ARBEITSAUFTRAG:
Zitieren Sie aus dem Text über Evros Walk Water wörtlich den Abschnitt zwischen „Die Forderungen nach“ und „Deutschen Theater Berlin.“, beide Stellen eingeschlossen.

TEXTAUSZUG:
━━━━━━━━━━━━━━━━

Die Distanz aus der Nähe erleben

// Evros Walk Water von Daniel Wetzel/Rimini Protokoll //

Die Forderungen nach einer Beschränkung der Einwanderungszahlen werden immer lauter, werden zuletzt zu Drohungen. Diese Drohungen kommen aus dem Kern Europas, wo die Europäischen Werte vergessen scheinen, denn „alle diese Europäischen Werte, die auch mit der Würde des Menschen zu tun haben, werden an den Außengrenzen Europas ins Gegenteil verkehrt. (…) An der Grenze bis du zum Tode verurteilt“, weiß Daniel Wetzel von Rimini Protokoll. Er hat mit 5 Jungen im Alter von neun bis achtzehn Jahren, die zu Fuß und übers Wasser aus dem Irak, aus Afghanistan und Syrien nach Europa gekommen sind, in einer betreuten WG für Minderjährige in Athen das Stück Evros Walk Water erarbeitet. Uraufgeführt wurde es im Mai 2015 in Werdenberg zur Schlossmediale. Am 27. Januar 2016 war er damit zu Gast im Deutschen Theater Berlin.

Evros heißt der Fluss, der die Türkei und Griechenland voneinander trennt – eine Demarkationslinie der Festung Europa. An dieser Festung rüttelt Daniel Wetzel gewaltig. – Der Abschottung setzt er den Dialog entgegen. Es ist ein musikalischer Dialog, den Wetzel zwischen den 5 Jungen in Athen und dem Publikum in Deutschland eröffnet; unüberhörbar und zugleich ganz leise. Statt Musikern steht in Evros Walk Water das Publikum selbst auf der Bühne. Dirigenten gibt es dafür gleich mehrere, doch sie sind nicht anwesend: Die fünf Jungen in Athen dürfen wegen der Einreisebestimmungen nicht zur Vorstellung nach Deutschland kommen. Gleichwohl sind sie die ganze Zeit über präsent: Über Kopfhörer sagen sie dem Publikum, was es zu tun hat, damit „ihr Konzert“ aufgeführt wird. „Die Jungs fanden besonders lustig, und es war auch ihre Hauptmotivation dass ich zu ihnen gesagt hab: ,Ich kann kein Stück mit euch machen, mit dem ihr auf Tour geht, aber ihr könnt den Schweizern über Kopfhörer Kommandos geben.‘ Das fanden sie irgendwie cool. (…) Es ist eine Umkehrung in der Souveränität. (…) Die bekommen immer gesagt, wo’s langgeht und bei dem Stück können sie bestimmen, wo’s langgeht.“ Dieses Konzert ist ein Re-Enactment des Stücks Walk Water von John Cage. Dabei geht es um Wasser und man muss durch den Raum laufen, um das Stück zu spielen. Die „Instrumente“, die Cage 1960 für die Uraufführung dieses Werks benutzte, sind in Evros Walk Water durch Gegenstände ersetzt, die die Kinder mit ihrer Flucht verbinden. Im Zentrum steht ein Schlauchboot, voll Wasser gelaufen. Mit solch einem Boot sind sie alle angekommen.

━━━━━━━━━━━━━━━━

MATERIAL:
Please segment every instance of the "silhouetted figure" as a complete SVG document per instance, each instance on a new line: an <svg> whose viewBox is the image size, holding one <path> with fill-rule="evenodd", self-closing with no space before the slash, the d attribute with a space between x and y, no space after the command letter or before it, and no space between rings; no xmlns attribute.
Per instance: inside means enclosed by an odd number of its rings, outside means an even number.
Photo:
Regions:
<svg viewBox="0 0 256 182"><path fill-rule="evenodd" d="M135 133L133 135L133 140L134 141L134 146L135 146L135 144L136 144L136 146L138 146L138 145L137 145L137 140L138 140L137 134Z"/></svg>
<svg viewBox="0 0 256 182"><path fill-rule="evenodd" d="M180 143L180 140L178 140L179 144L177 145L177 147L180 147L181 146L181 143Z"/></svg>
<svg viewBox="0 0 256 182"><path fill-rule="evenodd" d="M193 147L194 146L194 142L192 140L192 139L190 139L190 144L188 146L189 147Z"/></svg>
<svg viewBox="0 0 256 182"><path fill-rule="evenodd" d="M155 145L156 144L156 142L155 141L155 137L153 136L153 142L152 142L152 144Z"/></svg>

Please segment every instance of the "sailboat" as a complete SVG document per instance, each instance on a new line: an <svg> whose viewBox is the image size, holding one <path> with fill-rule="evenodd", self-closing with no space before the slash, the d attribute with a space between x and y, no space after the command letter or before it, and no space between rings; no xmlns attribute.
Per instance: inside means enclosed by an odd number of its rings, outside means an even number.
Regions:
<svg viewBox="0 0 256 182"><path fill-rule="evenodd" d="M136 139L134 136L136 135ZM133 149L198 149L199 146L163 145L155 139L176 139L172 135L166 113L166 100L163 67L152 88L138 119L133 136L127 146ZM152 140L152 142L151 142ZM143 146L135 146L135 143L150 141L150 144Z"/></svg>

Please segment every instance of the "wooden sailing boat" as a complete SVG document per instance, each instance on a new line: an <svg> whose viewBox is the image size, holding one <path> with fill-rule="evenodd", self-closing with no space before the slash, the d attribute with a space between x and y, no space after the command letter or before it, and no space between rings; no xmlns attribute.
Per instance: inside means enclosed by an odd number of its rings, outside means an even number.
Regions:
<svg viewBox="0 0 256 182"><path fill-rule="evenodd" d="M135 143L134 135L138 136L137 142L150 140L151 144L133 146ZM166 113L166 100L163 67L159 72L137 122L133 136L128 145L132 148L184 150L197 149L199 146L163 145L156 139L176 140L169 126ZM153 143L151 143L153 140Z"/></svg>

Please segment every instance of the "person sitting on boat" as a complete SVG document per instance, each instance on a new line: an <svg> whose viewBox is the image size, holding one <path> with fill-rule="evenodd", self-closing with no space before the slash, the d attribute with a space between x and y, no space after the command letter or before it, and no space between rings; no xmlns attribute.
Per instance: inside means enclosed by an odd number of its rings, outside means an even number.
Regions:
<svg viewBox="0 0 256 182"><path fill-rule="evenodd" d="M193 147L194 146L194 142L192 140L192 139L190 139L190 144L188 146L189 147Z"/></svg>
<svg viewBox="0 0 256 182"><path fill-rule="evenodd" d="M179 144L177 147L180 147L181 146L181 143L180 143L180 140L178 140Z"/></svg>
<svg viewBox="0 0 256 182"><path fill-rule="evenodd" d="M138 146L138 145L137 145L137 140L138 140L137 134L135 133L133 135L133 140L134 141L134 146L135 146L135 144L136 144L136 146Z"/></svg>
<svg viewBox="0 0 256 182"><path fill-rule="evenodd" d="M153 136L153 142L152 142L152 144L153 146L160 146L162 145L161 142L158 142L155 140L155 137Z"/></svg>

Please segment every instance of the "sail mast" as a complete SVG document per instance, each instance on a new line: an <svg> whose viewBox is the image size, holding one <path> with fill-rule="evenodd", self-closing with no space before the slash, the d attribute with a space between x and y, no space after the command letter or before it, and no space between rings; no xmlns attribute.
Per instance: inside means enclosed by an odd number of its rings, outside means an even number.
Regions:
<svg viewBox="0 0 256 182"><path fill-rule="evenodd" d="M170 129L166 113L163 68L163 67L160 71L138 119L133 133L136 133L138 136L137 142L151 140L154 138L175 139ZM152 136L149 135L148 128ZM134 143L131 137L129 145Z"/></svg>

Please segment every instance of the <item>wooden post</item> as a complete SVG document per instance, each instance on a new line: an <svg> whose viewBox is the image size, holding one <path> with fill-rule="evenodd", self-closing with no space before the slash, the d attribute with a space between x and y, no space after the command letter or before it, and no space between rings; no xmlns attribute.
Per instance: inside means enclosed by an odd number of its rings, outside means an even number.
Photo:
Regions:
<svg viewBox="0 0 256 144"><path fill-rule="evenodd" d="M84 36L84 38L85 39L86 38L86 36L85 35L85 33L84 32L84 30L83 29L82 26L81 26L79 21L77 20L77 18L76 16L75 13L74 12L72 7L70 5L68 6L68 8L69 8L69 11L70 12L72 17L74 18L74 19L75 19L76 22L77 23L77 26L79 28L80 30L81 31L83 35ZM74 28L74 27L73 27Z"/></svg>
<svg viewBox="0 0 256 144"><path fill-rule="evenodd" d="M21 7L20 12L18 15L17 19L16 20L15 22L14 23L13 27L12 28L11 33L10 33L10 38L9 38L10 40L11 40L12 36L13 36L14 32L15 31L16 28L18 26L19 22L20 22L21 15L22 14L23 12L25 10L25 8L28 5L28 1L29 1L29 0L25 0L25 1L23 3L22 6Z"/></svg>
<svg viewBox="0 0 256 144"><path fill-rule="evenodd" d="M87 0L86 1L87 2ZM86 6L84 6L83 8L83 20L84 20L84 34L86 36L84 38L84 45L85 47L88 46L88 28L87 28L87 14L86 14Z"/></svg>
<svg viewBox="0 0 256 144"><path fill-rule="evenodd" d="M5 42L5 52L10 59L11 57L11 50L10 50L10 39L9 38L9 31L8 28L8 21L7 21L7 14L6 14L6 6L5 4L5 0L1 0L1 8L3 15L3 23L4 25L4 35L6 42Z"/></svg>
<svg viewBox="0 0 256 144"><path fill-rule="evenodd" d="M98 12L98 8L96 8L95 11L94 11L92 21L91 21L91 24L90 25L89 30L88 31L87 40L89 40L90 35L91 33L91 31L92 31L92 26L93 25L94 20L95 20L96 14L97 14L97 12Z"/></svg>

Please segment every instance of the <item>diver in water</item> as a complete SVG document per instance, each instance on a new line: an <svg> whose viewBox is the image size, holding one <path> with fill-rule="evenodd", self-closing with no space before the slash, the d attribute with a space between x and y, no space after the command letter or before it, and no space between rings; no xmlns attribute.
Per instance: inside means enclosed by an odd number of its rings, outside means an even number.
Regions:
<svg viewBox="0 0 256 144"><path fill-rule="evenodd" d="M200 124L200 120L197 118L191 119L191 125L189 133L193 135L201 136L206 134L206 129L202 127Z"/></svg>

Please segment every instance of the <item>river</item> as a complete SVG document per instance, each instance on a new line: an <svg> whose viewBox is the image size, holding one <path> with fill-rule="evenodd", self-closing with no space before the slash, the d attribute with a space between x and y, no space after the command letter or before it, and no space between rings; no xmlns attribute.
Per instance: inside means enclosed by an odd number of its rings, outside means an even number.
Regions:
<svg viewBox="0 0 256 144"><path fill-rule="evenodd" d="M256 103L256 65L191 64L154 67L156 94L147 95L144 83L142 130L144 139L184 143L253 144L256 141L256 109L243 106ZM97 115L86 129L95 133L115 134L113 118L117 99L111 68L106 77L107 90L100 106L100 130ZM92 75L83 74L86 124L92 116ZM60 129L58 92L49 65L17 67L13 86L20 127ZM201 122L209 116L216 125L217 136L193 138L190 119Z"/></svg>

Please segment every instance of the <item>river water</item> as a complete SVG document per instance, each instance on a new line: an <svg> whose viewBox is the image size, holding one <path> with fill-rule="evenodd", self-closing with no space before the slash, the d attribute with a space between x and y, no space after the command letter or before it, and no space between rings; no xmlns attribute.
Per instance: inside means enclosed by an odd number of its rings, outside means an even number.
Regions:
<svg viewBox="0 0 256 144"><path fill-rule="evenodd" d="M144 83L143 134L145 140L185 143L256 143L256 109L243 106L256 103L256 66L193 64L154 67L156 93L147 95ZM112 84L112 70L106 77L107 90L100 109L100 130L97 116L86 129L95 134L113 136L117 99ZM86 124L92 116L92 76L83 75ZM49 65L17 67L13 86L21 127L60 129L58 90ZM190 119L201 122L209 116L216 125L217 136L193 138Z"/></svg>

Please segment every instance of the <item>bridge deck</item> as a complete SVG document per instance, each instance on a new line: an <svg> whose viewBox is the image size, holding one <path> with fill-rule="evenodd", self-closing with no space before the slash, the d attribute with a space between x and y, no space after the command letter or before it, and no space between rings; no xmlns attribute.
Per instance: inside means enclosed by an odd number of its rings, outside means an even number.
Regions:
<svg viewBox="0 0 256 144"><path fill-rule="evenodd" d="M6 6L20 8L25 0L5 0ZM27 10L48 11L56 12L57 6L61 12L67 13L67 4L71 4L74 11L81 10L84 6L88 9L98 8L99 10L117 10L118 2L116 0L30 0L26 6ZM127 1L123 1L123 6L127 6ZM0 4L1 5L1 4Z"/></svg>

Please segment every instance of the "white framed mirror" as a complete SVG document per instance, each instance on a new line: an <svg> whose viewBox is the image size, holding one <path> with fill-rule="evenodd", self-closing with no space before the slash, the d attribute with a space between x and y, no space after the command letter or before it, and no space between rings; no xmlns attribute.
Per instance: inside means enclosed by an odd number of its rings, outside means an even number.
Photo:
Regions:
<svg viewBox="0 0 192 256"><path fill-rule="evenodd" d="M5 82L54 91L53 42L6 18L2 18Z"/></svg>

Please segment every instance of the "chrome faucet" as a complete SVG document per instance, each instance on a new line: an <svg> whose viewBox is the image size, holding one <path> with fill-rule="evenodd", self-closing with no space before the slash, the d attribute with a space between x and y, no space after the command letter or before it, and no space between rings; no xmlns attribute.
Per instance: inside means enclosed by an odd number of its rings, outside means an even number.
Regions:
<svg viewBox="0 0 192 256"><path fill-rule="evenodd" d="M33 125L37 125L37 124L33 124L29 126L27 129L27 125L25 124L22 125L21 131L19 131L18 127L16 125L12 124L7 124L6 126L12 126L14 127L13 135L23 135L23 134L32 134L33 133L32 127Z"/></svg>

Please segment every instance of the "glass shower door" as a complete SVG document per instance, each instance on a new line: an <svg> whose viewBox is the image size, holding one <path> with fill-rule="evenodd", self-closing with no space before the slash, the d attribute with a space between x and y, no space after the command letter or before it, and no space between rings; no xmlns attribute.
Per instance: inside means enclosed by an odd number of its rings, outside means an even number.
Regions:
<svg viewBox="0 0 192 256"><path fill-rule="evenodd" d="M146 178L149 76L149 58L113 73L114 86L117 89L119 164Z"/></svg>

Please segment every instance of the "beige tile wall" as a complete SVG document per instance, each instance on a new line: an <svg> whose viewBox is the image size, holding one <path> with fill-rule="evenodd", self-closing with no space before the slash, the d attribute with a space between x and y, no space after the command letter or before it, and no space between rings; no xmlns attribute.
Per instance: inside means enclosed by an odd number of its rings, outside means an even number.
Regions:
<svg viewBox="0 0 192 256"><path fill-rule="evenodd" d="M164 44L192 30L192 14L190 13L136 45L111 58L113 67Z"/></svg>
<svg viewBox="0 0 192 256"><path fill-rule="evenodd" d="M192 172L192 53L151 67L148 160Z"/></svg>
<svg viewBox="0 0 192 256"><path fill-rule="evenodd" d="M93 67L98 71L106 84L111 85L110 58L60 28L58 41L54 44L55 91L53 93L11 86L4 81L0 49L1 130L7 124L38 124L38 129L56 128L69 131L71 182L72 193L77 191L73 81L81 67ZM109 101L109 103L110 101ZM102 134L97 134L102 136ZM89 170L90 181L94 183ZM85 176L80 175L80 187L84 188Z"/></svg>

━━━━━━━━━━━━━━━━

LÖSUNG:
Die Forderungen nach einer Beschränkung der Einwanderungszahlen werden immer lauter, werden zuletzt zu Drohungen. Diese Drohungen kommen aus dem Kern Europas, wo die Europäischen Werte vergessen scheinen, denn „alle diese Europäischen Werte, die auch mit der Würde des Menschen zu tun haben, werden an den Außengrenzen Europas ins Gegenteil verkehrt. (…) An der Grenze bis du zum Tode verurteilt“, weiß Daniel Wetzel von Rimini Protokoll. Er hat mit 5 Jungen im Alter von neun bis achtzehn Jahren, die zu Fuß und übers Wasser aus dem Irak, aus Afghanistan und Syrien nach Europa gekommen sind, in einer betreuten WG für Minderjährige in Athen das Stück Evros Walk Water erarbeitet. Uraufgeführt wurde es im Mai 2015 in Werdenberg zur Schlossmediale. Am 27. Januar 2016 war er damit zu Gast im Deutschen Theater Berlin.